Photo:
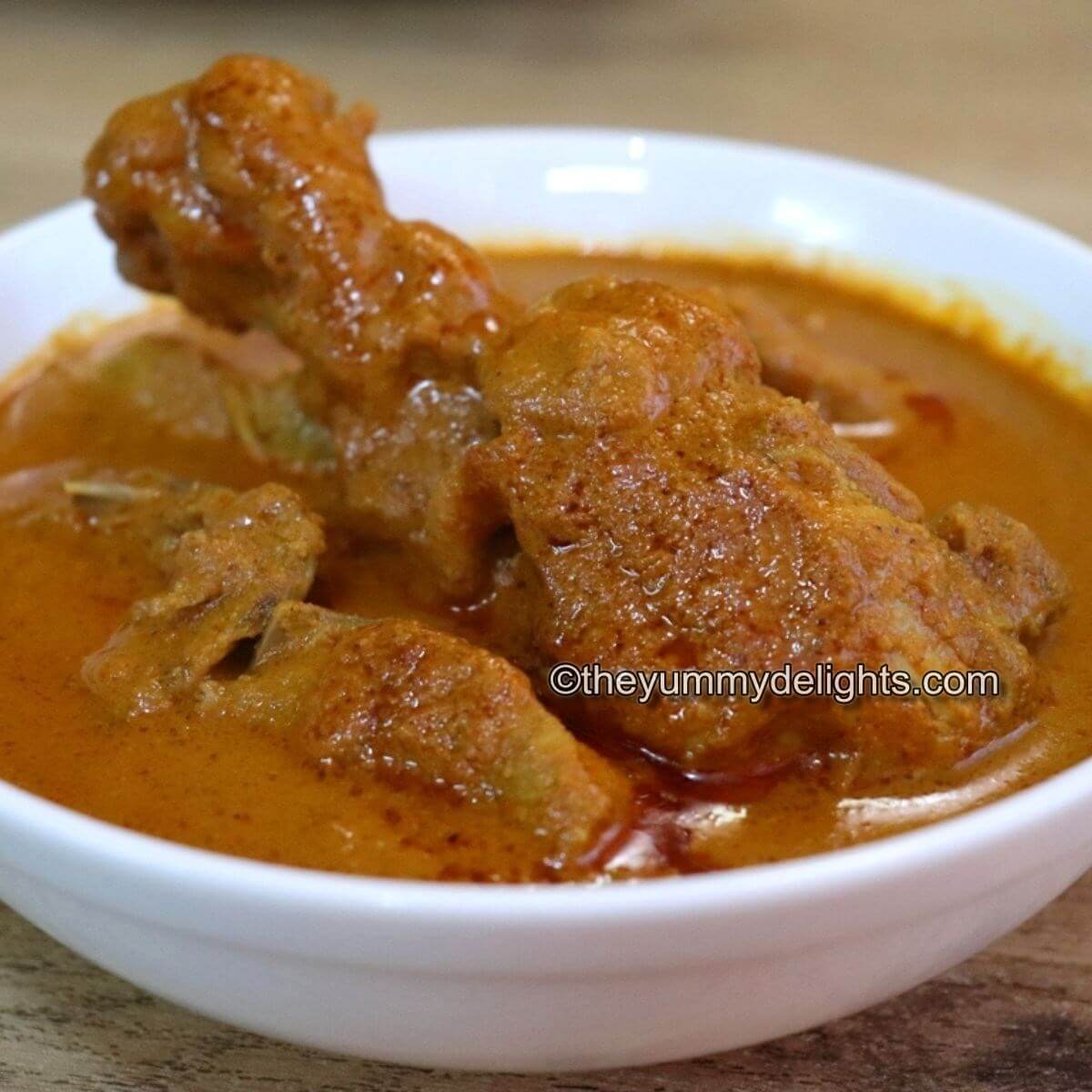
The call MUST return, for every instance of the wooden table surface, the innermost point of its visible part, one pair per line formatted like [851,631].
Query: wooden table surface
[994,97]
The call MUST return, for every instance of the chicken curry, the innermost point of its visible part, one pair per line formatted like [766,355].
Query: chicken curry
[293,556]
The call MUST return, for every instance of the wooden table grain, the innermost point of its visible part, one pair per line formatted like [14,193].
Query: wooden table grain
[994,96]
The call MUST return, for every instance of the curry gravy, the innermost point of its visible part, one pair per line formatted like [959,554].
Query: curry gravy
[989,431]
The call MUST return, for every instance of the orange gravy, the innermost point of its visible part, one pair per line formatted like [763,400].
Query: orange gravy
[1004,438]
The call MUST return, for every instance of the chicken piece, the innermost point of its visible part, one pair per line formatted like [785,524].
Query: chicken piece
[861,402]
[229,560]
[390,698]
[410,703]
[1006,556]
[251,199]
[672,512]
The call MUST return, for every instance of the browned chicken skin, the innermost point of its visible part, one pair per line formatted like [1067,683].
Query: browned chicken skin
[669,509]
[389,698]
[672,512]
[248,197]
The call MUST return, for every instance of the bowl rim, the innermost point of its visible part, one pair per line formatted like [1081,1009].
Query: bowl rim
[942,844]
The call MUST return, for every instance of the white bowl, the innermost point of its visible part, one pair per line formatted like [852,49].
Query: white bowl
[532,977]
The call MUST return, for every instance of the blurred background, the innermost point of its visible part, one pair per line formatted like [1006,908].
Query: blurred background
[993,96]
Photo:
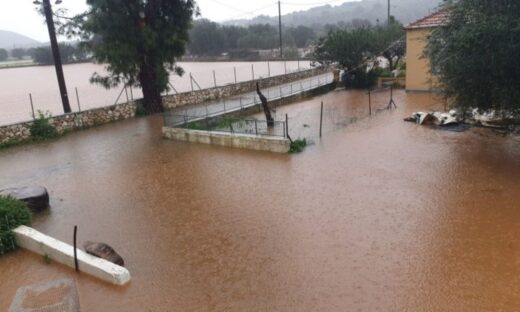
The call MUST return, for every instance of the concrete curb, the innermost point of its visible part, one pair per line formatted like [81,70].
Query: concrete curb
[30,239]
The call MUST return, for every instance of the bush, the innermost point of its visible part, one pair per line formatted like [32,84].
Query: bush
[297,146]
[13,213]
[41,129]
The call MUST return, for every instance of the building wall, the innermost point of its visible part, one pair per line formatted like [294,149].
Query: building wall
[418,77]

■ Problem statement ■
Update all the records above by replacing "innermost point" with "central point" wherever it occurs, keeping every other character unchanged and leaving the pictures out of the answer.

■ Written response ■
Photo:
The call MUST return, for every instance of the wooden table surface, the central point of its visible part, one pair per line formatted like [851,631].
Query: wooden table surface
[994,97]
The call MUST return, for every instance of the chicken curry, the central point of its visible part, one pair per line formatted like [766,355].
Query: chicken curry
[293,556]
The call MUST return, for every instance of the wooden table grain, the central point of its visible part, one pair per line formatted like [14,193].
Query: wooden table grain
[994,96]
The call MUST return, for every instance of the curry gravy, the central point of its visible part, one pair per line formatted like [959,554].
Query: curry gravy
[989,431]
The call MUST return, for every instance of the orange gravy, the central point of its visible part, one pair per line formatted like [763,400].
Query: orange gravy
[1004,438]
The call MUST return, for every instance of the chicken piece, the central point of its visible part, one pair per line formatted like [785,524].
Query: chicken piece
[861,402]
[229,560]
[390,698]
[410,703]
[1006,556]
[251,199]
[672,512]
The call MUST return, for every instance of the browned chicken skin, the central point of its visible part, one pair per line formatted like [1067,683].
Query: browned chicken skin
[669,509]
[389,698]
[672,512]
[248,197]
The call MUST return, for every instance of the bowl rim, the central point of its visible part, one pair per line formatted like [1081,1009].
Query: bowl rim
[942,844]
The call MUST return, for every instance of the white bowl, the central point of its visible part, one pair per line formatted like [852,49].
Query: white bowl
[532,977]
The call MUST return, for every instance of the blurred background, the central point of its visible part, one pair per line formatted like [1006,908].
Query: blurred background
[993,96]
Photo:
The call MUST return, for every instance of the concrete curb, the central point of its visible part, one pair per line formatted like [81,70].
Query: concrete curb
[30,239]
The call MUST return, for every instance of the bush, the central point of its visible part, one pair per line formatted like [32,84].
Query: bush
[297,146]
[13,213]
[41,129]
The call MUST return, for every instance of the building wall, the central point of its visible part, one pair per line formatted like [294,149].
Query: building wall
[418,77]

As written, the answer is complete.